What the exercise asks
Print every entry word for word, but omit the pictures.
═══ Data shown ═══
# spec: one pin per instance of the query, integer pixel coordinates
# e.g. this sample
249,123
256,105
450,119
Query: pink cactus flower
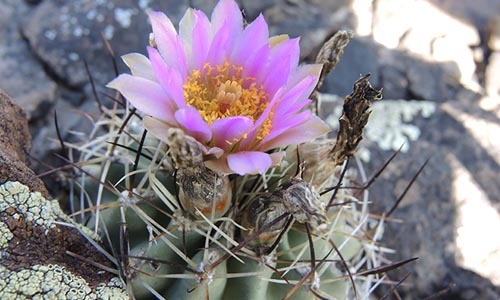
239,92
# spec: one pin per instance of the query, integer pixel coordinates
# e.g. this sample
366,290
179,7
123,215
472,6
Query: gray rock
492,75
429,210
493,34
23,77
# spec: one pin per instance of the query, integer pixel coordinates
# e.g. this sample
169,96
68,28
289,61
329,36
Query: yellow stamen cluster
220,91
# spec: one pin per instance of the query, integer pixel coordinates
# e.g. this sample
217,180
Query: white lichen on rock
390,126
53,282
27,273
390,122
35,208
5,236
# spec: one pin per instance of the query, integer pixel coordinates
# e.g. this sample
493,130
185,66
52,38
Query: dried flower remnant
199,187
239,92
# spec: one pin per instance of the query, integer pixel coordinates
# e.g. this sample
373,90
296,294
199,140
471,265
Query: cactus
178,229
280,236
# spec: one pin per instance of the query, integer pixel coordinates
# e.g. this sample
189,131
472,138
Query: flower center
220,91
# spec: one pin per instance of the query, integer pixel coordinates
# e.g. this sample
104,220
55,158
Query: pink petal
253,65
295,98
247,142
283,124
190,119
249,162
308,131
139,65
220,46
168,42
284,58
228,131
169,78
195,32
157,128
146,95
304,71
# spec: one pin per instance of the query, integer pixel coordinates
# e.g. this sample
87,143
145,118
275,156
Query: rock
360,57
23,77
440,37
493,34
44,253
311,20
15,144
429,212
492,75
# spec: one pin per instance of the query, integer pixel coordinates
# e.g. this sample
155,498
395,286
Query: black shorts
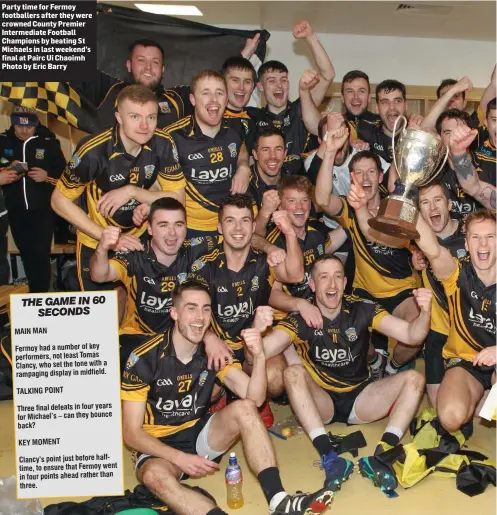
128,343
83,256
185,441
344,402
482,374
434,362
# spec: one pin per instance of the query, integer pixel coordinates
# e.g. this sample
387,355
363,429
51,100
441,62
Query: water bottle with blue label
234,483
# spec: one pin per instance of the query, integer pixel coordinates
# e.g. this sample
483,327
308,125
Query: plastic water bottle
234,483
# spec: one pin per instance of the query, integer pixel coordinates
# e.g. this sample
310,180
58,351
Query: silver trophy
419,157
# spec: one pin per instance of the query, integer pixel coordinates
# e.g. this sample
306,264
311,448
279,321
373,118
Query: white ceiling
475,20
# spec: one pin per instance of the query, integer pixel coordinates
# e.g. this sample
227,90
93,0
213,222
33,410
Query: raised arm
335,139
410,333
441,104
303,30
310,113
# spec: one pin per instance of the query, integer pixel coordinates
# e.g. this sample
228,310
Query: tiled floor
433,496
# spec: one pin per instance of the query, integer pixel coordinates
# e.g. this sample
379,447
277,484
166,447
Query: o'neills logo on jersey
217,175
482,322
155,303
241,310
334,357
185,406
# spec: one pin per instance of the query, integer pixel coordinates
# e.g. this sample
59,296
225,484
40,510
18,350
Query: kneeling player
329,380
171,370
469,283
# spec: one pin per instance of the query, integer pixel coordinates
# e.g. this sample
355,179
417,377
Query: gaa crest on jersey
232,149
198,265
149,171
164,107
203,378
132,360
351,334
254,285
74,162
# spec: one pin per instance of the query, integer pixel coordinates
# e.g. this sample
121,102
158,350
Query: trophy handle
393,138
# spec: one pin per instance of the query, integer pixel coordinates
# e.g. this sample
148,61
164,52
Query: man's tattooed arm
468,178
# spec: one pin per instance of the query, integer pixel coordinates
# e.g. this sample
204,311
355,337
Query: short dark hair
238,62
452,114
325,257
271,66
267,132
440,184
390,85
188,285
491,105
444,84
136,93
239,200
352,75
145,43
365,154
165,204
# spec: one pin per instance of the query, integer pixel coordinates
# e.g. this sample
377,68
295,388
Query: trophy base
396,217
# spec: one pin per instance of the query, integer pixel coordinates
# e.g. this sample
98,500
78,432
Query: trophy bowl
418,157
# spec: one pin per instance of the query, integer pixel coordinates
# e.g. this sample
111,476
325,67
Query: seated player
314,239
434,207
112,172
469,283
241,277
355,91
279,111
383,274
150,276
171,370
213,156
330,381
469,178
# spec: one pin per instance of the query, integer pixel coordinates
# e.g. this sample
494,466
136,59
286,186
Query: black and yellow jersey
379,142
485,158
177,395
455,243
241,122
380,270
150,284
471,312
174,104
462,204
101,164
257,186
315,243
336,356
298,140
209,165
365,117
235,295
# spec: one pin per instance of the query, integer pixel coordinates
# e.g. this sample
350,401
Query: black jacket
42,151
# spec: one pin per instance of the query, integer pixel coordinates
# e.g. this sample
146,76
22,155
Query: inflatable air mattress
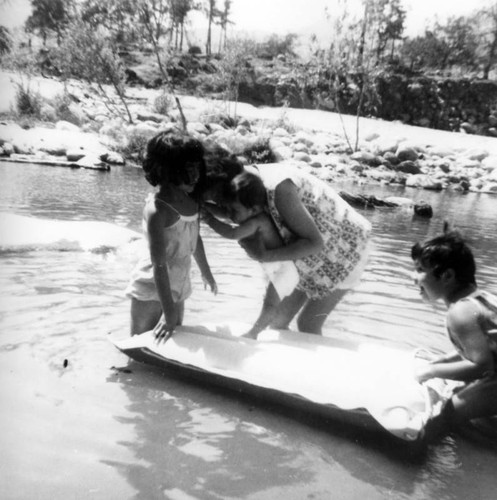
365,384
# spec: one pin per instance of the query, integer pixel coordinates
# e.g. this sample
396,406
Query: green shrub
62,105
28,102
136,144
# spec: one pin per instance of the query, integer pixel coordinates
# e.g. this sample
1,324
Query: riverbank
387,152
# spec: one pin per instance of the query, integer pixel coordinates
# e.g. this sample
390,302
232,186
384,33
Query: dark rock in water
423,210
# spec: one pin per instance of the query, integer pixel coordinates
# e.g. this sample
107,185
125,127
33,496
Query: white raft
361,383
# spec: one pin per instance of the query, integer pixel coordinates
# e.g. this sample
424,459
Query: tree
211,15
88,53
387,20
118,17
179,12
49,15
460,37
5,40
223,23
486,19
151,15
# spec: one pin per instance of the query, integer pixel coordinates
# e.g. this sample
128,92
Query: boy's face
240,213
430,287
191,175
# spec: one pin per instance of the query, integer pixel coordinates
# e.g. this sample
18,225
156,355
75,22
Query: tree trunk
490,58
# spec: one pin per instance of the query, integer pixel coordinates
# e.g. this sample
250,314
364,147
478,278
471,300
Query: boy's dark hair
447,251
248,189
167,155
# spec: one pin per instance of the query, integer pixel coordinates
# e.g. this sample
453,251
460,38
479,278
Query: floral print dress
345,232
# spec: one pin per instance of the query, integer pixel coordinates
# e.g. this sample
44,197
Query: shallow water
106,427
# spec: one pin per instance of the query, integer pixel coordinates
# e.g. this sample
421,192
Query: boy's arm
477,360
267,314
240,232
203,265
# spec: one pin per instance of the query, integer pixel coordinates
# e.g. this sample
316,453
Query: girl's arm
297,218
203,265
476,361
244,230
156,221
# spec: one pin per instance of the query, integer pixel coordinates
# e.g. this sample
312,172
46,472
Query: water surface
79,420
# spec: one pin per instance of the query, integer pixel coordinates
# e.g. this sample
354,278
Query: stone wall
446,104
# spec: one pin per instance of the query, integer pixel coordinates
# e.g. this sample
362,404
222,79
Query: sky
291,16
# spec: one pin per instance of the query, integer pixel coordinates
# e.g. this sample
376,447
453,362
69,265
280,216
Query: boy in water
445,269
243,202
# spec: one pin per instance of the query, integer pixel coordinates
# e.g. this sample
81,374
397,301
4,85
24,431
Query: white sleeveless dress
345,232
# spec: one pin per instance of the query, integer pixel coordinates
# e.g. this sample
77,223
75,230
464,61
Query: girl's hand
254,246
165,327
423,373
210,282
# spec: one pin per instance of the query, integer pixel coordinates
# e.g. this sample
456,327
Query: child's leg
269,307
478,399
181,311
145,314
315,312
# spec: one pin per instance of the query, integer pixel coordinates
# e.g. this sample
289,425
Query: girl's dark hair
447,251
167,155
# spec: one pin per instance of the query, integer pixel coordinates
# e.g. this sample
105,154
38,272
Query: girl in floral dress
325,237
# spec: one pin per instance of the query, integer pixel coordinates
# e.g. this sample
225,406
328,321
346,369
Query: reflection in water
188,441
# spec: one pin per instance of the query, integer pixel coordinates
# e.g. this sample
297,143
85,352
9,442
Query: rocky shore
101,141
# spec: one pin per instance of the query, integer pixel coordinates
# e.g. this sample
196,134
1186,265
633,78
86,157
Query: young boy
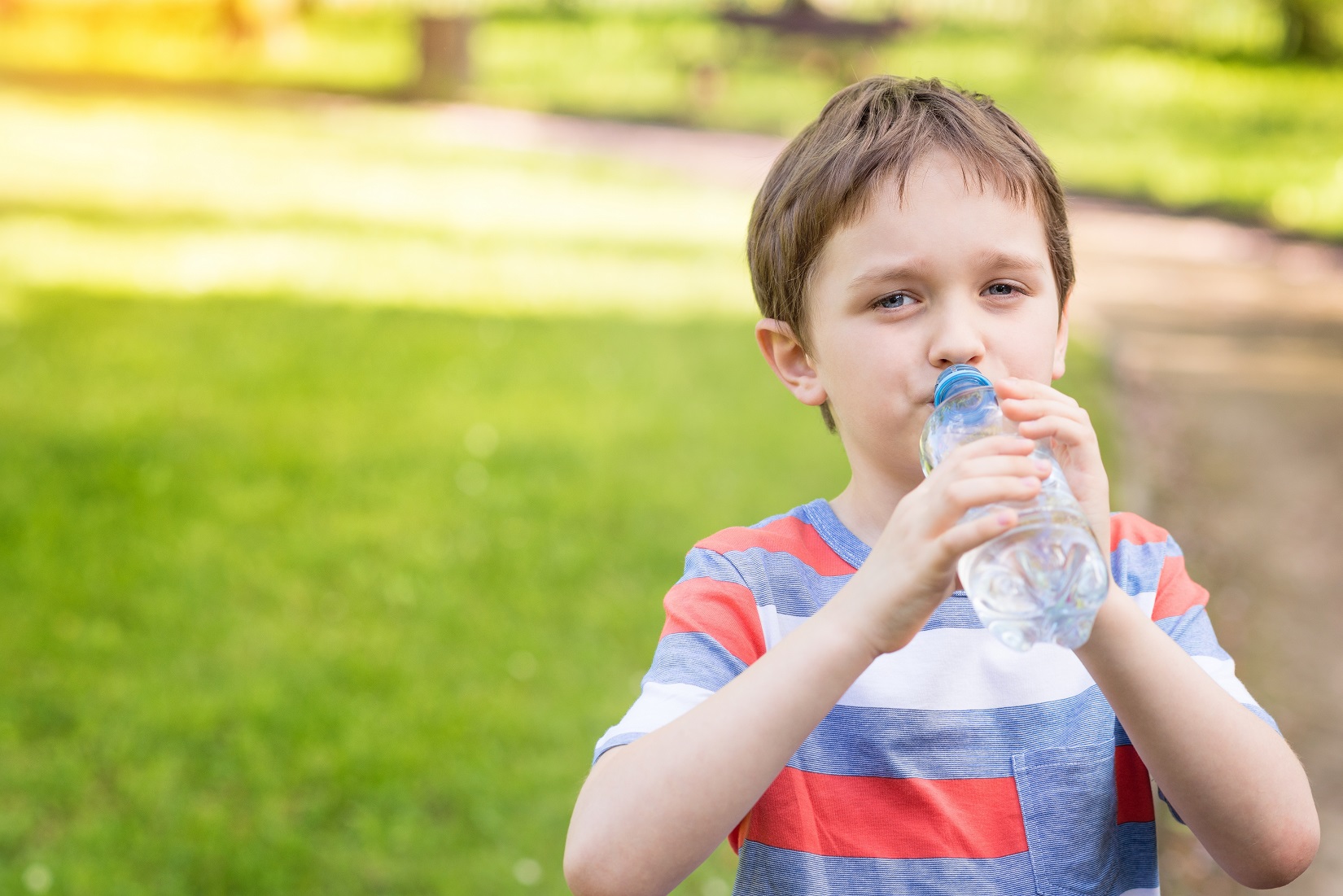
═══
Full answer
# spec: one pin per instance of the query, integer pixel coordinates
# e.g. this sample
249,123
256,105
450,119
Query: pink cactus flower
239,92
# spec: one pin per instance of the query, integer pixel coordinates
# e.g. this sample
366,290
179,7
123,215
472,6
Query: gray rock
492,75
429,210
493,34
23,77
# spec: one pin per instance of the query, integer pixel coordinates
# e.g. this sample
169,96
68,28
289,61
329,36
Query: yellow stamen cluster
220,91
# spec: one pin per instance of the query, integer pixel coordinates
# e.g. this sample
217,180
Query: white lichen on rock
390,126
53,282
27,273
390,122
35,208
5,236
# spec: one pin per instance of the query, integer pixel coordinates
# e.g. this sample
493,130
185,66
52,38
Query: dried flower remnant
199,187
239,92
# spec: one pin per instance of the query, integer pixel coordinates
# e.g. this sample
373,90
296,294
199,140
471,265
Query: cactus
178,229
280,236
# spec: one pin per instance of the query, integer pixel coordinates
# e.g. this sample
189,131
472,138
Query: flower center
220,91
# spec: one pin per instance of the query, integer pixel coordinates
# e.g. this sample
104,220
55,158
Query: pink petal
253,65
295,98
247,142
283,124
190,119
249,162
308,131
139,65
220,46
168,42
284,58
228,131
169,78
195,32
157,128
146,95
304,71
# spec: one pin per instance of the query, integer pixel coordinates
# e.g. this sample
87,143
145,118
275,156
Query: rock
360,57
23,77
440,37
493,34
44,253
311,20
15,144
429,212
492,75
# spec: one pin per instance of the query, integer pixel coordinates
# e.g. this sample
155,498
395,286
Query: black shorts
128,343
83,256
185,441
344,402
482,374
434,362
# spec: one pin per instance of the query, integer pixel coordinates
# e.g. this sample
387,355
363,429
51,100
441,62
Query: water bottle with blue label
234,483
# spec: one pin per instance of the query, integer pixel coordinates
# e.g. this sample
483,327
308,125
Query: plastic water bottle
234,483
# spec: one pin per instance of the query, integer pixel coordinates
# e.g. this sample
310,180
58,351
Query: silver trophy
419,157
# spec: one pin per instance of the query, integer pixel coordinates
# e.g. this sample
306,264
311,448
279,321
373,118
Query: white ceiling
475,20
# spec: one pin per instance of the query, integer pixel coordinates
# e.g. this sample
227,90
93,0
213,222
33,410
Query: raised arm
335,139
410,333
441,104
303,30
310,113
# spec: one pin per instance of the query, integer pixel coordinates
# e.g. this sample
228,310
Query: tiled floor
433,496
# spec: one pin per instance of the query, integer pixel coordinates
# e.g. this sample
379,447
277,484
166,447
Query: o'neills logo on jersey
217,175
482,322
155,303
241,310
334,357
185,406
# spec: one pin per instance of the query, integer pixel coordinates
# e.g. this sample
59,296
225,484
40,510
18,350
Query: kneeling player
329,380
171,370
469,283
# spec: one pin per instance of the query, integer pixel coordinates
# e.g. this sample
355,179
417,377
Query: gaa crest on jersey
232,149
198,265
149,171
164,107
203,378
132,360
351,334
254,285
74,162
# spec: one pin per instance of the query, integer pixel coordinates
# e.g. this sample
121,102
158,350
Query: trophy handle
393,138
# spec: one pin per instance of the query, integer pixel coordinates
# e.g. this sample
148,61
164,52
Query: man's tattooed arm
468,178
# spec: one pin per instance of the query, integer pixel coordinates
# e.g. this sample
204,311
355,337
Query: short dark hair
238,62
452,114
325,257
271,66
267,132
440,184
390,85
188,285
491,105
444,84
136,93
239,200
352,75
145,43
365,154
165,204
# spec: one pin per instance of the query, integer pixel coordinates
# e.g. this sample
377,68
295,388
Query: trophy base
396,217
# spec: one pin per instance of the query, integer pixel coordinates
# e.g. this sample
98,500
78,432
Query: trophy bowl
418,157
# spec: one pin per instance of the query, integer pixel coordinates
# e.g. this sample
111,476
325,67
Query: seated player
314,239
434,207
112,172
469,283
241,277
355,91
279,111
383,274
150,276
171,370
213,156
330,381
469,178
# spec: one pin per instance of the query, integer pixel coordinates
# e.g. this sample
494,466
136,59
286,186
Query: black and yellow jersey
379,142
485,158
177,395
455,243
241,122
380,270
150,284
471,312
174,104
462,204
101,164
257,186
315,243
336,356
298,140
209,165
365,117
235,295
# spec: one pin per instance of the query, integer pixel coordinates
# e.g. this sample
350,401
Query: black jacket
42,151
# spec: one pin per instance of the query, integer pixel coordinates
# e.g. this sample
146,76
22,155
Query: inflatable air mattress
365,384
# spec: one pin per instance of the query, integer pixel coordinates
# e.g. this sample
396,406
Query: green shrub
62,105
28,102
136,144
# spec: one pin per instance of the query, integer pixel coordinates
# e.g. this sample
1,324
Query: riverbank
387,152
# spec: one pin per instance of the query, integer pixel coordinates
# e.g. this sample
390,302
232,186
384,33
Query: dark rock in water
423,210
# spec: one pin per instance of the query, integer pixel coordinates
# e.g. this sample
107,185
125,127
33,496
Query: white raft
361,383
# spec: one pin per instance of the query, integer pixel coordinates
# e.g. this sample
424,459
Query: tree
211,15
88,53
387,20
118,17
179,12
49,15
460,37
5,40
223,23
486,19
151,15
# spec: one pin per instance of the query, integer pixel coordinates
# e.g. this sample
128,92
Query: boy's face
240,213
430,287
191,175
# spec: one pin per instance of the query, integer pixel coordinates
# e.g. this sample
18,225
156,355
75,22
Query: tree trunk
490,58
# spec: one pin per instance of the query, integer pixel coordinates
# e.g. this sample
250,314
364,147
478,278
471,300
Query: boy's dark hair
447,251
248,189
167,155
# spec: one pin per instance of the query, integer pixel coordinates
# e.g. this sample
453,251
460,38
479,278
Query: floral print dress
345,232
# spec: one pin per instance of the query, integer pixel coordinates
# e.g. this sample
44,197
Query: shallow water
106,427
# spec: one pin per instance of the query, integer pixel coordinates
# e.g. this sample
421,192
Query: boy's arm
477,360
267,314
240,232
203,265
# spec: one pin per instance of the query, integer pixel coordinates
# e.g. this sample
316,453
Query: girl's arm
297,218
203,265
476,361
244,230
156,221
# spec: one pin per instance of the query, integer pixel coordinates
# e.g. this sample
312,172
46,472
Query: water surface
79,420
# spec: one pin per instance of the query, integer pixel coordinates
# e.g. this sample
354,278
Query: stone wall
446,104
# spec: one pin per instance of the query, integer pixel coordinates
# e.g. this sample
362,404
222,79
Query: sky
291,16
# spec: one pin per instance of the query, integer pixel coordinates
# e.g. this sample
376,447
453,362
69,265
280,216
Query: boy in water
445,269
243,202
# spec: one pin per instance of the query, integer pixel coordinates
# e.g. this sample
81,374
397,301
4,85
24,431
Query: white sleeveless dress
345,232
# spec: one pin per instance of the query, integer pixel coordinates
# e.g. this sample
77,223
75,230
464,61
Query: girl's hand
254,246
165,327
423,373
210,282
# spec: one pin per instance of the query, integer pixel coordinates
# e.g. this sample
456,327
Query: child's leg
269,307
478,399
181,311
145,314
315,312
# spec: one pin per instance of the query, integer pixel coordinates
# e.g. this sample
289,425
Query: girl's dark hair
447,251
167,155
# spec: one pin per instance of the query, integer pixel coordinates
# e.g. this sample
105,154
38,272
Query: girl in floral dress
325,237
# spec: one pin per instance of the query, integer pixel coordinates
# e.g. this sample
225,406
328,321
346,369
Query: reflection in water
188,441
# spec: one pin per instance of the query, integer pixel coordinates
# e.g. this sample
297,143
85,352
9,442
Query: rocky shore
101,141
# spec: one pin per instance of the query, integer pixel coordinates
# e.g. this sample
196,134
1186,265
633,78
86,157
Query: young boy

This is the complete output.